» **Short problem**
Rewrite the material below with "space-separated" swapped for "separated by single spaces" wherever it appears, and leave everything else unchanged.

» **Supplied data**
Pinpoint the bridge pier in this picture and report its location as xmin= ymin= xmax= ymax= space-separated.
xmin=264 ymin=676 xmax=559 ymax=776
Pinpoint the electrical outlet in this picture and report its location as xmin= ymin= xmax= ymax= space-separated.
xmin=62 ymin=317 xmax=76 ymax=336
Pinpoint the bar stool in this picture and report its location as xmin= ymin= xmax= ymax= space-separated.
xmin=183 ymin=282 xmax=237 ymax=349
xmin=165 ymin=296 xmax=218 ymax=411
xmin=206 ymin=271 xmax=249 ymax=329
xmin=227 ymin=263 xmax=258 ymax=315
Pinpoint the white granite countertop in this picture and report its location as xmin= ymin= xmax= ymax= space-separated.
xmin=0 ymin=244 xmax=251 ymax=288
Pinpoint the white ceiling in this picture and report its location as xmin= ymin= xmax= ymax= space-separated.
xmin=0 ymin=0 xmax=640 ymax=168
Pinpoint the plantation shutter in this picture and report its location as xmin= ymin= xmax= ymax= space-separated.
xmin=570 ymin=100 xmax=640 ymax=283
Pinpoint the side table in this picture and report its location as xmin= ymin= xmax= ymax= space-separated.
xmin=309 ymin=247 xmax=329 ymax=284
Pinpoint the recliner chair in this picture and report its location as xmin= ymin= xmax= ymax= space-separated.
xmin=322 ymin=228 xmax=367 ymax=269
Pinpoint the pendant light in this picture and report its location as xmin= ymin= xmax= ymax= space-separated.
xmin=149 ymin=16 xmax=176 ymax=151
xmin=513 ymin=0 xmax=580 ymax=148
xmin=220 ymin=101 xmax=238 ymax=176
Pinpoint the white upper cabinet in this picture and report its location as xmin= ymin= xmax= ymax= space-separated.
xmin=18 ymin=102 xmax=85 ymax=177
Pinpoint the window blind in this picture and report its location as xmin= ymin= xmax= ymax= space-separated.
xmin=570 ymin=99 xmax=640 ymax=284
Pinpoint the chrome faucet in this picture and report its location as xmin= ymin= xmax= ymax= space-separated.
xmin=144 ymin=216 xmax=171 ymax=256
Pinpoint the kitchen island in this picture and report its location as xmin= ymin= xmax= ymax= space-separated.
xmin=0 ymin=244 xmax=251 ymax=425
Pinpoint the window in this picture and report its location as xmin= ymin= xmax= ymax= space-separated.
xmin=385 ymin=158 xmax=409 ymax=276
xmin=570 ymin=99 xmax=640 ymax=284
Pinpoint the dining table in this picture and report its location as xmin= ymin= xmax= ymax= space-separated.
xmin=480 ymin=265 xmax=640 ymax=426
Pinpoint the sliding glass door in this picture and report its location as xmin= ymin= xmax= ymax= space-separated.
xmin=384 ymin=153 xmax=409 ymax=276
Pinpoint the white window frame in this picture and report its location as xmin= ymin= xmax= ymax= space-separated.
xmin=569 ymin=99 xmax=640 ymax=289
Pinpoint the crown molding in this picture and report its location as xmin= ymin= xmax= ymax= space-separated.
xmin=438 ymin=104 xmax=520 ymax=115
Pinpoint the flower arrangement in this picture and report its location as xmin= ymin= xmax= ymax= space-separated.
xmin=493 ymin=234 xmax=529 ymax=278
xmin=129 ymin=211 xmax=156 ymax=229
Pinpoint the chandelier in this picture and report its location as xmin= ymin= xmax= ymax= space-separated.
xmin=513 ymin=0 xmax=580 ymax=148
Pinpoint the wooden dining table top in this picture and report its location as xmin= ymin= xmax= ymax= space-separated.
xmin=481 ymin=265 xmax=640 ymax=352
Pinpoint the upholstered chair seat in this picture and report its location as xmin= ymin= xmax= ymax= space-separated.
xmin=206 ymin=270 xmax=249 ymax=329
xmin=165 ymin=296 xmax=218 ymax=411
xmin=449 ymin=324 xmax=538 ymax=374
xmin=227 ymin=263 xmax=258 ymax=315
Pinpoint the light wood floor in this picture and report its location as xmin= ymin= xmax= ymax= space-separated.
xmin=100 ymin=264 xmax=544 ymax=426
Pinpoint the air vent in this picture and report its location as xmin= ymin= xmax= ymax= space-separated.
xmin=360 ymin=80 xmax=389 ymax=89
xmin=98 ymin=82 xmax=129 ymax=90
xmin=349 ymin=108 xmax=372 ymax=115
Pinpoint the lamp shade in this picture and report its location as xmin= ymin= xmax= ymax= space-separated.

» **Finished exercise**
Pinpoint the bridge pier in this picture and report its location as xmin= ymin= xmax= ymax= separated by single spaces.
xmin=264 ymin=676 xmax=559 ymax=776
Pinpoint the electrical outlet in this picture and report its location as xmin= ymin= xmax= ymax= separated by single spaces.
xmin=62 ymin=317 xmax=76 ymax=336
Pinpoint the bar stool in this picture and report its location as xmin= ymin= xmax= ymax= separated by single spaces.
xmin=183 ymin=282 xmax=237 ymax=349
xmin=165 ymin=296 xmax=218 ymax=411
xmin=206 ymin=271 xmax=249 ymax=329
xmin=227 ymin=263 xmax=258 ymax=315
Pinpoint the white granite countertop in this picture and report its location as xmin= ymin= xmax= ymax= separated by single spaces.
xmin=0 ymin=244 xmax=251 ymax=288
Pinpoint the white ceiling in this picture and report its location as xmin= ymin= xmax= ymax= separated by single spaces.
xmin=0 ymin=0 xmax=640 ymax=168
Pinpoint the plantation shutter in this picture and report its location as xmin= ymin= xmax= ymax= separated by single spaces.
xmin=570 ymin=100 xmax=640 ymax=283
Pinpoint the side table in this picture and report its location as xmin= ymin= xmax= ymax= separated by single spaces.
xmin=309 ymin=247 xmax=329 ymax=284
Pinpoint the recliner chair in this picture and report its location as xmin= ymin= xmax= ymax= separated by single spaces.
xmin=322 ymin=228 xmax=367 ymax=269
Pinpoint the pendant light in this picture and report its location as xmin= ymin= xmax= ymax= separated by single spaces.
xmin=149 ymin=16 xmax=176 ymax=151
xmin=513 ymin=0 xmax=580 ymax=148
xmin=220 ymin=101 xmax=238 ymax=176
Pinpoint the white upper cabinet in this picture and report its location as xmin= ymin= xmax= ymax= separated by single spaces.
xmin=18 ymin=102 xmax=85 ymax=177
Pinpoint the window blind in this picture and report its location as xmin= ymin= xmax= ymax= separated by single spaces.
xmin=570 ymin=99 xmax=640 ymax=284
Pinpoint the chrome faucet in this picture and report its location as xmin= ymin= xmax= ymax= separated by single spaces.
xmin=144 ymin=216 xmax=171 ymax=256
Pinpoint the kitchen island in this picture and report its location as xmin= ymin= xmax= ymax= separated by single spaces.
xmin=0 ymin=244 xmax=251 ymax=425
Pinpoint the window in this picture and report its location as xmin= ymin= xmax= ymax= separated by single spaces.
xmin=385 ymin=158 xmax=409 ymax=276
xmin=570 ymin=99 xmax=640 ymax=284
Pinpoint the dining table in this picture and report its location as xmin= ymin= xmax= ymax= separated by single spaces.
xmin=480 ymin=265 xmax=640 ymax=426
Pinpoint the sliding glass door in this picture and report its location as xmin= ymin= xmax= ymax= separated by single spaces.
xmin=384 ymin=153 xmax=409 ymax=276
Pinpoint the white window frame in this picture and report its location as xmin= ymin= xmax= ymax= separated by single spaces.
xmin=569 ymin=99 xmax=640 ymax=289
Pinpoint the crown molding in this picture and report its location as xmin= ymin= xmax= ymax= separated by single spaces.
xmin=438 ymin=104 xmax=520 ymax=115
Pinpoint the flower arrangement in this picture and report its location as xmin= ymin= xmax= ymax= separated by single spaces.
xmin=493 ymin=234 xmax=529 ymax=278
xmin=129 ymin=211 xmax=156 ymax=229
Pinpoint the chandelier in this picture and report its location as xmin= ymin= xmax= ymax= separated by single spaces.
xmin=513 ymin=0 xmax=580 ymax=148
Pinpoint the wooden dining table top in this picture and report its location as xmin= ymin= xmax= ymax= separated by single spaces.
xmin=481 ymin=265 xmax=640 ymax=352
Pinpoint the upholstered chair seat in this picture and report its location as xmin= ymin= xmax= ymax= separated by single spaces.
xmin=206 ymin=270 xmax=249 ymax=329
xmin=165 ymin=296 xmax=218 ymax=411
xmin=449 ymin=324 xmax=538 ymax=374
xmin=227 ymin=263 xmax=258 ymax=315
Pinpoint the light wood floor in this picture and report its location as xmin= ymin= xmax= ymax= separated by single spaces.
xmin=100 ymin=264 xmax=544 ymax=426
Pinpoint the air vent in this picture and report its location as xmin= ymin= xmax= ymax= separated by single spaces.
xmin=360 ymin=80 xmax=389 ymax=89
xmin=98 ymin=82 xmax=129 ymax=90
xmin=349 ymin=108 xmax=372 ymax=115
Pinpoint the lamp shade in this picture and report its location as xmin= ymin= xmax= ymax= separated by single spaces.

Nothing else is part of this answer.